> **PROBLEM DESCRIPTION**:
Below are some entries. Output each one exactly as it appears.

> **DATASET RECORDS**:
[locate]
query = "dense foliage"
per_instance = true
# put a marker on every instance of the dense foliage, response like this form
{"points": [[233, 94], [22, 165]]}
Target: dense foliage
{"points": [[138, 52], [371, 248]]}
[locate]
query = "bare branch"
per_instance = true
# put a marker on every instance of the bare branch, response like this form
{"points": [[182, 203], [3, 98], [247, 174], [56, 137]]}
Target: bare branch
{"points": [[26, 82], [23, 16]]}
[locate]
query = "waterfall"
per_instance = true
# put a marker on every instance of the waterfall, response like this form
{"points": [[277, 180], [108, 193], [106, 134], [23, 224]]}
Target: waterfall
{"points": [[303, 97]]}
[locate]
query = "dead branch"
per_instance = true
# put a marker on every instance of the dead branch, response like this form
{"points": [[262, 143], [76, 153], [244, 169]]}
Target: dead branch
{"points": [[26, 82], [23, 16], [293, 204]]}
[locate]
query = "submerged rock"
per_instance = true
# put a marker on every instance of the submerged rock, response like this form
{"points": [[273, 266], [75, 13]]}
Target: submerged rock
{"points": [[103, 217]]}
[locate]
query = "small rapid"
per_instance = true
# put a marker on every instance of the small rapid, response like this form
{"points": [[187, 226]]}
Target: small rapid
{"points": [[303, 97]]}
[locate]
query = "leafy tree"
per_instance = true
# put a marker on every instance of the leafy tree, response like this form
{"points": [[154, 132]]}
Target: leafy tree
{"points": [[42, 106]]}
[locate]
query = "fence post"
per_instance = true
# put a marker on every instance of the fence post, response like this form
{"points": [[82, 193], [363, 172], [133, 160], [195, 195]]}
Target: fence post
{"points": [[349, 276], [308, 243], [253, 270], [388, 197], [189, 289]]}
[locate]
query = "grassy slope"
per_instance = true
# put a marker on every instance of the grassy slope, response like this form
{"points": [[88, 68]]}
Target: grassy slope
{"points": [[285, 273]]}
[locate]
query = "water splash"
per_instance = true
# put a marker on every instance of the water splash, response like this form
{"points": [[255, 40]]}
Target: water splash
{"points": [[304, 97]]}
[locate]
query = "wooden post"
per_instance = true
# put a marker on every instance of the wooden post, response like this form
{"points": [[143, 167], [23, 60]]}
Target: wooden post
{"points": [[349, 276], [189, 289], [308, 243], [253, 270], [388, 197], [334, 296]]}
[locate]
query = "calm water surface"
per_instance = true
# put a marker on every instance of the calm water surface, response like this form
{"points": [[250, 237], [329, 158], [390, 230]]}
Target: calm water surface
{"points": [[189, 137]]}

> **RESULT BELOW**:
[locate]
query = "dense foliage"
per_instance = true
# put a marker on every instance of the dense foliage, response like this form
{"points": [[233, 94], [22, 165]]}
Target: dense foliage
{"points": [[138, 52], [371, 248]]}
[locate]
query = "bare branch"
per_instance = true
# put a marker on every instance of the bare branch, response like this form
{"points": [[182, 203], [3, 98], [247, 174], [56, 137]]}
Target: bare branch
{"points": [[26, 82], [23, 16]]}
[locate]
query = "waterfall"
per_instance = true
# put a marker on every instance of the waterfall, response like this form
{"points": [[277, 180], [108, 193], [106, 134], [23, 224]]}
Target: waterfall
{"points": [[303, 97]]}
[locate]
query = "dead branch"
per_instance = true
# put a marker on every instance of the dead branch, response like this form
{"points": [[262, 143], [76, 153], [244, 169]]}
Target: dead branch
{"points": [[26, 82], [23, 16], [293, 204]]}
[locate]
query = "submerged rock"
per_instance = true
# put a marker on every instance of the submerged rock, response like this form
{"points": [[273, 266], [75, 13]]}
Target: submerged rock
{"points": [[103, 217]]}
[locate]
query = "small rapid"
per_instance = true
# put a marker on every instance of the small rapid, response like this form
{"points": [[187, 226]]}
Target: small rapid
{"points": [[303, 97]]}
[locate]
query = "leafy tree"
per_instance = true
# put a marker on every instance of the leafy tree, response like this form
{"points": [[154, 132]]}
Target: leafy tree
{"points": [[42, 106]]}
[locate]
query = "fence post"
per_instance = true
# put a marker on every instance of the fence post, response like this form
{"points": [[82, 193], [363, 172], [133, 160], [195, 195]]}
Target: fence post
{"points": [[349, 276], [308, 243], [253, 270], [388, 197], [189, 289]]}
[locate]
query = "grassy slope"
per_instance = true
# put a marker on every instance of the grassy slope, response like this form
{"points": [[88, 68]]}
Target: grassy slope
{"points": [[285, 273]]}
[locate]
query = "water splash"
per_instance = true
# put a marker on every instance of the water splash, response like this form
{"points": [[255, 40]]}
Target: water splash
{"points": [[304, 97]]}
[locate]
query = "wooden post"
per_instance = true
# put a marker on every instance of the wooden post, response like this form
{"points": [[143, 167], [23, 60]]}
Target: wooden post
{"points": [[349, 276], [189, 289], [308, 243], [253, 270], [388, 197], [334, 296]]}
[locate]
query = "calm water surface"
per_instance = true
# put a marker on every instance of the calm water surface, response like this form
{"points": [[250, 237], [329, 158], [390, 230]]}
Target: calm water surface
{"points": [[189, 137]]}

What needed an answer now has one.